## Instructions to follow:
The entries below are to be retyped exactly. Preserve every word.

----

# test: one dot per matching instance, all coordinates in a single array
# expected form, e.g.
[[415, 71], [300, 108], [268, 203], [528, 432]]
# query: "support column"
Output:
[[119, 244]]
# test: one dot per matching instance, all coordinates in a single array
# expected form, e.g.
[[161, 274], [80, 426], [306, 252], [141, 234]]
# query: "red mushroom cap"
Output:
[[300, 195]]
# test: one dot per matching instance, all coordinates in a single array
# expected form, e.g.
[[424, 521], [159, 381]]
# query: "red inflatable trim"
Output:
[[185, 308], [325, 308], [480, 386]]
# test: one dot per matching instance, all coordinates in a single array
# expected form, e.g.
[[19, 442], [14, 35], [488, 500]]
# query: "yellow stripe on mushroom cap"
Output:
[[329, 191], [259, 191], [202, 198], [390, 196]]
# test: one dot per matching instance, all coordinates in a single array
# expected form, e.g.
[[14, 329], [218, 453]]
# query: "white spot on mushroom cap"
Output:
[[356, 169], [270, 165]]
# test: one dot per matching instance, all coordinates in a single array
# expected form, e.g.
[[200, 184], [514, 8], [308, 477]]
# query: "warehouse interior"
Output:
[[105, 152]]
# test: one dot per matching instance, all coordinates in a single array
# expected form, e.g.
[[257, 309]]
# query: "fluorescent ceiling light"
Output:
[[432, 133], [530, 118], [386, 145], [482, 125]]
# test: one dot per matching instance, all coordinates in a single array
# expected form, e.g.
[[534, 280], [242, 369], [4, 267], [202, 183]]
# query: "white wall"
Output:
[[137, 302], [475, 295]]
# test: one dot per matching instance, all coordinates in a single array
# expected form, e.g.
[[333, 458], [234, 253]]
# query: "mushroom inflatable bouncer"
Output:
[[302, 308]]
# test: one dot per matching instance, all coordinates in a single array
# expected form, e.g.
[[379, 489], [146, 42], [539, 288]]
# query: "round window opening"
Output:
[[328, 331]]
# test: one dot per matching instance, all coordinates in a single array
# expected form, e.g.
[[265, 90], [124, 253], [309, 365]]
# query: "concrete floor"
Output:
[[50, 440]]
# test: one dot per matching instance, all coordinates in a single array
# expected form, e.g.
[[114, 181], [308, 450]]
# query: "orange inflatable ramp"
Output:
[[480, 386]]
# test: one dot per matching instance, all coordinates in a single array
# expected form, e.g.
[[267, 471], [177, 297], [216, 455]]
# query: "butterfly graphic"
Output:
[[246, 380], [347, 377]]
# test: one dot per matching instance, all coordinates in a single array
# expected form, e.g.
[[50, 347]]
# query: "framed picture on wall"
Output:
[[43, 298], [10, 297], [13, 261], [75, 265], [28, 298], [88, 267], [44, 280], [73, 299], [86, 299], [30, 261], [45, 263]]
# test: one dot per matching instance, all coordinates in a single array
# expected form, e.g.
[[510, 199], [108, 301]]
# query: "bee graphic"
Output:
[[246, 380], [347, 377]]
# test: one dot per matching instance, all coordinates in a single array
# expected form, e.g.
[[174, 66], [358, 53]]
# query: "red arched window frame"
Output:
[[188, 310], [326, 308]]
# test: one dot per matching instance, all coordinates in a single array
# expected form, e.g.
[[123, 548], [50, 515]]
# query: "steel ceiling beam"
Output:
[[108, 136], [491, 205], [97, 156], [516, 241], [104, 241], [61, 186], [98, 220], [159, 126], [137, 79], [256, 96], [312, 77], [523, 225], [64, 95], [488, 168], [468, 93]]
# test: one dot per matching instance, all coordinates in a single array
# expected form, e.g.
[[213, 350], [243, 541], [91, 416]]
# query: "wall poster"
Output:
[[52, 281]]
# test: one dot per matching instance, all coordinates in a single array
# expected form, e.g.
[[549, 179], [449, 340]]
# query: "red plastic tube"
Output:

----

## Output below:
# test: one dot per matching instance, all coordinates in a single array
# expected form, e.g.
[[415, 71], [300, 108], [268, 203], [528, 432]]
# query: "support column"
Output:
[[119, 244]]
# test: one dot per matching instance, all coordinates in a single array
# expected form, e.g.
[[161, 274], [80, 426], [306, 252], [141, 234]]
# query: "red mushroom cap"
Output:
[[300, 195]]
# test: one dot per matching instance, all coordinates in a single array
# expected form, e.g.
[[424, 521], [159, 381]]
# query: "red inflatable trim"
Output:
[[185, 308], [325, 308], [480, 386]]
# test: one dot per matching instance, all coordinates in a single array
# expected form, e.g.
[[19, 442], [14, 35], [488, 500]]
# query: "yellow stripe on mushroom cap"
Output:
[[329, 191], [259, 191], [202, 198], [390, 196]]
# test: one dot per matching instance, all coordinates in a single array
# expected form, e.g.
[[14, 329], [218, 453]]
# query: "white spot on mushroom cap"
Output:
[[356, 169], [270, 165]]
# test: one dot per matching instance, all coordinates in a single array
# expected form, e.g.
[[200, 184], [514, 8], [308, 477]]
# query: "warehouse interior"
Output:
[[105, 152]]
# test: one dot per matching instance, all coordinates in a single array
# expected form, e.g.
[[257, 309]]
# query: "fluorescent ceiling light"
Output:
[[432, 133], [530, 118], [386, 145], [482, 125]]
# test: one dot per matching instance, all coordinates in a single array
# expected form, e.g.
[[534, 280], [242, 369], [4, 267], [202, 183]]
# query: "white wall"
Output:
[[137, 302], [475, 295]]
# test: one dot per matching instance, all coordinates in a single array
# expected form, e.g.
[[333, 458], [234, 253]]
# query: "mushroom inflatable bouncer"
Output:
[[302, 308]]
# test: one dot per matching instance, all coordinates in a single array
# expected form, e.g.
[[379, 489], [146, 42], [539, 288]]
# query: "round window opening"
Output:
[[328, 331]]
# test: one dot per matching instance, all coordinates in a single array
# expected form, e.g.
[[265, 90], [124, 253], [309, 365]]
# query: "concrete floor"
Output:
[[50, 440]]
# test: one dot per matching instance, all coordinates in a single array
# expected form, e.g.
[[114, 181], [308, 450]]
# query: "orange inflatable ramp"
Output:
[[480, 386]]
# test: one dot per matching instance, all coordinates in a single array
# expected form, e.g.
[[267, 471], [177, 297], [216, 455]]
# query: "butterfly graphic"
Output:
[[246, 380], [347, 377]]
# test: one dot per matching instance, all coordinates in a single array
# expected form, e.g.
[[50, 347]]
# query: "framed picture on wall"
Output:
[[43, 298], [10, 297], [13, 261], [75, 265], [28, 298], [88, 267], [44, 280], [73, 299], [86, 299], [30, 261], [45, 263]]
# test: one dot per matching instance, all coordinates in a single array
# expected form, e.g.
[[510, 199], [108, 301]]
# query: "bee graphic"
Output:
[[246, 380], [347, 377]]
# test: one dot per matching instance, all coordinates in a single array
# expected form, e.g.
[[174, 66], [358, 53]]
# query: "red arched window frame"
Output:
[[188, 310], [326, 308]]
# test: one dot per matching instance, all coordinates in a single array
# expected form, e.g.
[[123, 548], [50, 515]]
# query: "steel ceiling beam"
Output:
[[108, 136], [491, 205], [97, 156], [516, 241], [104, 241], [61, 186], [98, 220], [159, 126], [137, 79], [256, 96], [312, 77], [523, 225], [64, 95], [488, 168], [468, 93]]
# test: one dot per matching instance, all coordinates in a single array
# expected form, e.g.
[[213, 350], [243, 541], [91, 416]]
# query: "wall poster"
Output:
[[52, 281]]
# test: one dot per matching instance, all coordinates in a single array
# expected form, e.g.
[[549, 179], [449, 340]]
# query: "red plastic tube"
Output:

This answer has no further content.